**Consegna**
Rispondi alle domande sul testo di partenza che segue.
1. Da quale sezione è stato messo in ombra il Concorso Internazionale?
2. A quale era viene attribuita una selezione afflitta da troppo cervello e intellettualismo?
3. Quale opera viene ricordata tra parentesi come esempio dell'anno scorso?

**Testo di partenza**

╔══

Anche quest’anno il Concorso Internazionale è stato più
volte messo in ombra dal “minore” Cineasti del presente, recinto in cui
sgambettano i giovinastri del panorama internazionale in grado di presentarsi
sempre con opere ardite, vive e emozionanti. (S)Piace dirlo ma tutte cose che
troppo spesso mancano al piano di sopra, in una selezione afflitta da troppo
cervello e intellettualismo tipica dell’era Chatrian (ci tornerò). Quest’anno
opere come Keeper, Der Nachtmhar, Dead Slow Ahead, Olmo & the seagull,
Siembra, Thithi, Kaili Blues (e l’anno scorso Navajazo) non avrebbero sfigurato
tra i senior del Concorsone. Certo sono opere di autori acerbi ma così
promettenti da essere il punto di maggiore orgoglio del Festival.

╚══

**Materiale di lavoro**
╔══

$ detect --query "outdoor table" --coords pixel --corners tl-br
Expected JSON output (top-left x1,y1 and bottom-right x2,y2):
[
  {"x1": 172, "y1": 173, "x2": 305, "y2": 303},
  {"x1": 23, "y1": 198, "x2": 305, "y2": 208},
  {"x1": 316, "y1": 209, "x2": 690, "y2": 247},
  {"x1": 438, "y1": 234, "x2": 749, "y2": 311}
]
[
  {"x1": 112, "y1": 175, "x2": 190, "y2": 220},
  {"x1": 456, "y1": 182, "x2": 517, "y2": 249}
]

╚══

**Soluzione**
1. Da Cineasti del presente.
2. All'era Chatrian.
3. Navajazo.